***** SUPPLIED INFORMATION *****

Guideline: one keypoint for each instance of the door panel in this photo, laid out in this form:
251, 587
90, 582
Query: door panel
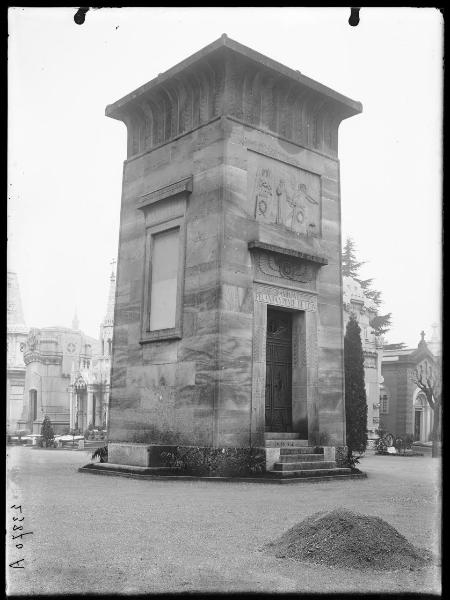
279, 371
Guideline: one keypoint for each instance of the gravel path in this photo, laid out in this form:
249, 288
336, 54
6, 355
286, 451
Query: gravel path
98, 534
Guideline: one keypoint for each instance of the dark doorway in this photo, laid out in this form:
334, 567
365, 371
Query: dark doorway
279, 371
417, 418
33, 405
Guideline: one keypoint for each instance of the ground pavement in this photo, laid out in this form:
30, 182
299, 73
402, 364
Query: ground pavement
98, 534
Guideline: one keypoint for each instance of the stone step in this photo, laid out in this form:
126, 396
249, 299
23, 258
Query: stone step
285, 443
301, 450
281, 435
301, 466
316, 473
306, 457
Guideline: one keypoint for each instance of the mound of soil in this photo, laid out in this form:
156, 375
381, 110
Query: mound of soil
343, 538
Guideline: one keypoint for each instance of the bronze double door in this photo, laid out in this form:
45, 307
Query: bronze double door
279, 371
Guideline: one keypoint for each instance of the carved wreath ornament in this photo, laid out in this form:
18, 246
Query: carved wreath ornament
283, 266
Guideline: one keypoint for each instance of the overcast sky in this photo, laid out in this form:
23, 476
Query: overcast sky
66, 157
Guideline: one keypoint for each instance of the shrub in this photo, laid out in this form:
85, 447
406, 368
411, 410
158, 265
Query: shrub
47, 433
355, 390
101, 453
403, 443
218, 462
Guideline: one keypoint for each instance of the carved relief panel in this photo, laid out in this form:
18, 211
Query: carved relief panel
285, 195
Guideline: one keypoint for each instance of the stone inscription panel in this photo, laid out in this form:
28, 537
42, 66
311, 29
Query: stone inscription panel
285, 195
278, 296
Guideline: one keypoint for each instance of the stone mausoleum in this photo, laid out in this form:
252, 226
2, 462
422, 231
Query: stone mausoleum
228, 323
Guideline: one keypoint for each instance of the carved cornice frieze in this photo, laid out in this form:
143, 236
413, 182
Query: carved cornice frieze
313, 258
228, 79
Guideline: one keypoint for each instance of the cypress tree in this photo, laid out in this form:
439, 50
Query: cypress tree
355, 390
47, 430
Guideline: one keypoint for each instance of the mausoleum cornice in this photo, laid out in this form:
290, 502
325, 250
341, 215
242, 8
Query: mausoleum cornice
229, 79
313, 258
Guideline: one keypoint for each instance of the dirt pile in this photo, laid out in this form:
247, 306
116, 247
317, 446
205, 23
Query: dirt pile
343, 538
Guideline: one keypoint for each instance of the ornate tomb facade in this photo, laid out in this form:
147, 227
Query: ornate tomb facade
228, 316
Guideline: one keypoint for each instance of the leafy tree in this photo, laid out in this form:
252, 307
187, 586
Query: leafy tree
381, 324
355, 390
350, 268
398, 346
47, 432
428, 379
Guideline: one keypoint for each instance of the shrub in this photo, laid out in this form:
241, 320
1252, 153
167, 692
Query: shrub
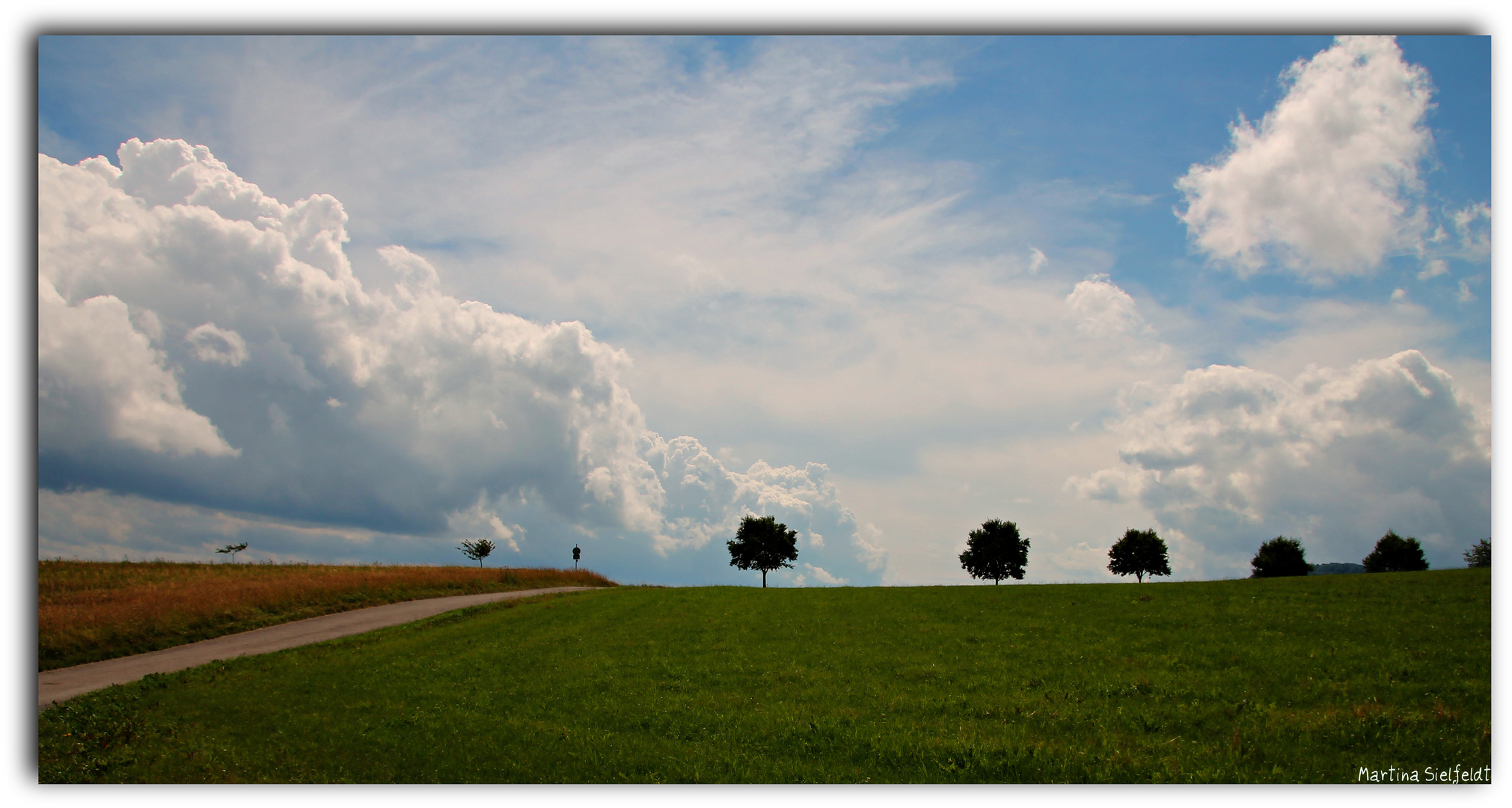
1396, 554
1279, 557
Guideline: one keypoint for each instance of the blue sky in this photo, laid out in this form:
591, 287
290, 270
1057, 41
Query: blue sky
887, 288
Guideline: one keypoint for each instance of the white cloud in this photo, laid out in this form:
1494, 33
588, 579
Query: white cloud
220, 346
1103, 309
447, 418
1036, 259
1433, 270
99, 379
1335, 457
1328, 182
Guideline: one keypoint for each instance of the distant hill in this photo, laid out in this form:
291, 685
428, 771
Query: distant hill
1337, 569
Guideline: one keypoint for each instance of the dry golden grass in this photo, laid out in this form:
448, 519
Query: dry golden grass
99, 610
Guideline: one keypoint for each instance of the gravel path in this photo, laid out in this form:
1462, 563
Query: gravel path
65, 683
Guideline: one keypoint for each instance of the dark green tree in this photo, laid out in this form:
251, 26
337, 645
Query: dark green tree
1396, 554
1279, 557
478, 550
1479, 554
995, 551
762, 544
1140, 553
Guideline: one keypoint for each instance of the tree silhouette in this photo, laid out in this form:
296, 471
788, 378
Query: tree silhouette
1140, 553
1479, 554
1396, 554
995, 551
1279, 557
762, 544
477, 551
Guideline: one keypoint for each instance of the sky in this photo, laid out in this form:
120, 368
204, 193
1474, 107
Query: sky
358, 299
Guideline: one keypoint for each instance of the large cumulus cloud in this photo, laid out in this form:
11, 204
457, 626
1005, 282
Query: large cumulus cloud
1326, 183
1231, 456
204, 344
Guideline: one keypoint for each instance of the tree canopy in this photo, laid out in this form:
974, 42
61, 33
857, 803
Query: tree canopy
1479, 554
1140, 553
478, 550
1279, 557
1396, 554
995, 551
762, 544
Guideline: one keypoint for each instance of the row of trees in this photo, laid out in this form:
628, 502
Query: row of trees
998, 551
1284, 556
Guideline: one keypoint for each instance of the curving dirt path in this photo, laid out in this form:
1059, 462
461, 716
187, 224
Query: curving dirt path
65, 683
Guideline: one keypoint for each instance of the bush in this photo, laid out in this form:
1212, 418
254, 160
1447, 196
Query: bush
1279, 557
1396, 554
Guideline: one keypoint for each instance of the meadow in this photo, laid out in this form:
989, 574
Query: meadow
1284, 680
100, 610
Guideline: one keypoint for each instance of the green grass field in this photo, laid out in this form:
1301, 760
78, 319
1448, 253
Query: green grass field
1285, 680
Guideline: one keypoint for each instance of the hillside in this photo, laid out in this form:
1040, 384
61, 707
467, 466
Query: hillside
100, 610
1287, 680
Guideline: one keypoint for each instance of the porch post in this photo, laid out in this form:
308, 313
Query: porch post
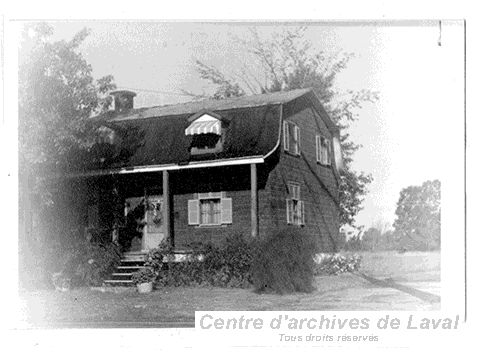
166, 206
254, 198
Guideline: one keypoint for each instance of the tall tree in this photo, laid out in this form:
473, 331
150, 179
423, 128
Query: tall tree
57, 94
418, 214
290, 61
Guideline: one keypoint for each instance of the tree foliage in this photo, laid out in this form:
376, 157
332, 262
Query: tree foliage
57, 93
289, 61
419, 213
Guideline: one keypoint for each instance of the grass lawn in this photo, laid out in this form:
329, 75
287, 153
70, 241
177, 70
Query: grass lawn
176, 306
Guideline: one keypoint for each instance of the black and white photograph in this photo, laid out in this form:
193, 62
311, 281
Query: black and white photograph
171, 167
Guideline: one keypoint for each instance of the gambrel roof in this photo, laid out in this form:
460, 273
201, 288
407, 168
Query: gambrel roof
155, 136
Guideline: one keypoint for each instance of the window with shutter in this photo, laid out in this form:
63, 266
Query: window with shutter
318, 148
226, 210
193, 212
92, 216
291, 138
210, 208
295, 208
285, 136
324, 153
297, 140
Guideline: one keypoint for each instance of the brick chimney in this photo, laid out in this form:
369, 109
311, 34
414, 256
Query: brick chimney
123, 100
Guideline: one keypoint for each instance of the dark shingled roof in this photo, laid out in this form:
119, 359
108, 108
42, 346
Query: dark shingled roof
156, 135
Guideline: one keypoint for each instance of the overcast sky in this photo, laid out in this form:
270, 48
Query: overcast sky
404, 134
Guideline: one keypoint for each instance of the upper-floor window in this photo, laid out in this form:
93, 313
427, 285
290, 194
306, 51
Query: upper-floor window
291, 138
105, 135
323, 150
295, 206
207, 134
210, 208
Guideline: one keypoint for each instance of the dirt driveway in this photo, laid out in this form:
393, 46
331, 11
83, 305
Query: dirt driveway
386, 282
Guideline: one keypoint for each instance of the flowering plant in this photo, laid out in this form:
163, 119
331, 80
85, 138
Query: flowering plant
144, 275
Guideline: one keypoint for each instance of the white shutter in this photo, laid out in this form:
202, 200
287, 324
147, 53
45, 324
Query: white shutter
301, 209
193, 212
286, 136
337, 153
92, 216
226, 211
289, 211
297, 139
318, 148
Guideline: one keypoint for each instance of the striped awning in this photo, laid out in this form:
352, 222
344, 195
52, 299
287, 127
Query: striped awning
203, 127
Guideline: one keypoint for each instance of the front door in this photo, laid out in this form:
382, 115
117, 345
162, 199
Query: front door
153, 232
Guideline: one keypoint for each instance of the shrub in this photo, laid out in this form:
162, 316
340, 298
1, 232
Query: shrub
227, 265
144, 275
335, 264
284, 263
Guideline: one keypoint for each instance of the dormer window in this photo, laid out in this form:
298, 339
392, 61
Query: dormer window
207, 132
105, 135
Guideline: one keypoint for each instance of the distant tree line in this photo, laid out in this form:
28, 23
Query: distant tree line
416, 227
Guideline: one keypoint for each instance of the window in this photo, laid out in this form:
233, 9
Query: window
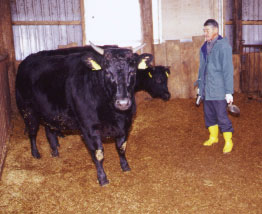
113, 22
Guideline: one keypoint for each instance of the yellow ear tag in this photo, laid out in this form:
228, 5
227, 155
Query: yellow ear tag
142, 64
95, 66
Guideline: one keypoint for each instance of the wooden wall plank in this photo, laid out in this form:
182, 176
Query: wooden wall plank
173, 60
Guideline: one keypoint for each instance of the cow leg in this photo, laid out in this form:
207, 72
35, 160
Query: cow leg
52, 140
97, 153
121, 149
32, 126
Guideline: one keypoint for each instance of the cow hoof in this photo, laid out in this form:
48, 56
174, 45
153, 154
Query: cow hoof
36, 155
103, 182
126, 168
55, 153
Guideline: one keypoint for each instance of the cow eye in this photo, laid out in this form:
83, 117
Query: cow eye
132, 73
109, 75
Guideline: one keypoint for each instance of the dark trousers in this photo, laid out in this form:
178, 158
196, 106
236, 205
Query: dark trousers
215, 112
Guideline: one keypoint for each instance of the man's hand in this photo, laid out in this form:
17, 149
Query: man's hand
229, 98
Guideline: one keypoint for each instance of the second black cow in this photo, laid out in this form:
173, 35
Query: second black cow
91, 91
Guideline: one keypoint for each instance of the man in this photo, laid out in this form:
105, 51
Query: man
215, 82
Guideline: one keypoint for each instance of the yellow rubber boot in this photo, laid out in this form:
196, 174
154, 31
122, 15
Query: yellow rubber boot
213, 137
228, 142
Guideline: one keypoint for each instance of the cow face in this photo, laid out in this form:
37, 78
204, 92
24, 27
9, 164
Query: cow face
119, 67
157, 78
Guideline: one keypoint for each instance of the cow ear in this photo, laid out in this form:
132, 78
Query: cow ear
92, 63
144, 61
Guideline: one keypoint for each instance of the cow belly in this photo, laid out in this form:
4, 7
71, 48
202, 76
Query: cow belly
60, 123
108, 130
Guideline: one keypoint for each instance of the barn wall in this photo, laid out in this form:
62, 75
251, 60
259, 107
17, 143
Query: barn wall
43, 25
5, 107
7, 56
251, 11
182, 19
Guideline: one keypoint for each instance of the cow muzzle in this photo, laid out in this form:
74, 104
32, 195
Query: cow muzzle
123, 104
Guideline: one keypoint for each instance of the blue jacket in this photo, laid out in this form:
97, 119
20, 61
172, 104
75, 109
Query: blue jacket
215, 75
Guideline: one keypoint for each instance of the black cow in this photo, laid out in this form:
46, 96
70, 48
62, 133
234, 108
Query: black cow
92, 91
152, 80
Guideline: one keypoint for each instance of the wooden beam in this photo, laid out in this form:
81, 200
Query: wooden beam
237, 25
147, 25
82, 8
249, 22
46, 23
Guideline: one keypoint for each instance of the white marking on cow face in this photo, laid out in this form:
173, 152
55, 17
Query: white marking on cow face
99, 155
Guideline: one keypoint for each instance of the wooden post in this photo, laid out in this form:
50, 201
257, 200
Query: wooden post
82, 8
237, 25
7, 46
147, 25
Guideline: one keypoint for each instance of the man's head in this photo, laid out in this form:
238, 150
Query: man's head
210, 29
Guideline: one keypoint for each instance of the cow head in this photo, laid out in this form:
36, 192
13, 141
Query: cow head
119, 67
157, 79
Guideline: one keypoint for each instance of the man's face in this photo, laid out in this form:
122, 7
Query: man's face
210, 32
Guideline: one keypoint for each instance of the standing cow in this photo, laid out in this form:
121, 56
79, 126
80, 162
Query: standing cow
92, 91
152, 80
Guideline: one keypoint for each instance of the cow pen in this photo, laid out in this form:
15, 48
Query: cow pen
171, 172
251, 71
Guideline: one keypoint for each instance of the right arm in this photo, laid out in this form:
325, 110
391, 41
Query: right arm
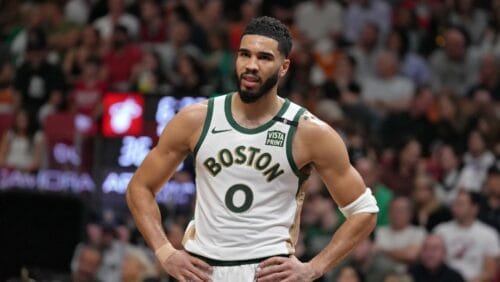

*****

TASK DIRECTIONS :: Quote the material above exactly, from the line holding "Guideline: one keypoint for each instance of the wooden post" through its last line, including both. Omit the pictures.

OUTPUT FOR THIS EXERCISE ::
Guideline: one keypoint for each instance of the wooden post in this photo, laid out in this form:
50, 201
257, 200
Query: wooden post
82, 8
237, 25
7, 46
147, 25
Guideline: one keypoint for each instance of the man's head in this photo, laid out in this form:
238, 150
Query: man's head
210, 29
Guideline: one keypoint for each instance of the cow head in this photo, laid out in this form:
36, 192
13, 141
Query: cow head
119, 67
157, 79
Guideline: one keypoint for each instance of the man's face in this photo, laid out in this form:
122, 7
Query: man's face
210, 32
Guideline: one keypoint for each instance of the standing cow in this photo, laid out in this form:
121, 56
79, 126
80, 162
Query: standing cow
92, 91
152, 80
Guideline: one keypoint for each instance of the cow pen in this photo, laid out in this form:
15, 48
Query: cow pen
171, 172
251, 71
Guideline: one keypoint for each instance of the right arm in this photo, laid out in this form:
325, 110
391, 41
Query: right arm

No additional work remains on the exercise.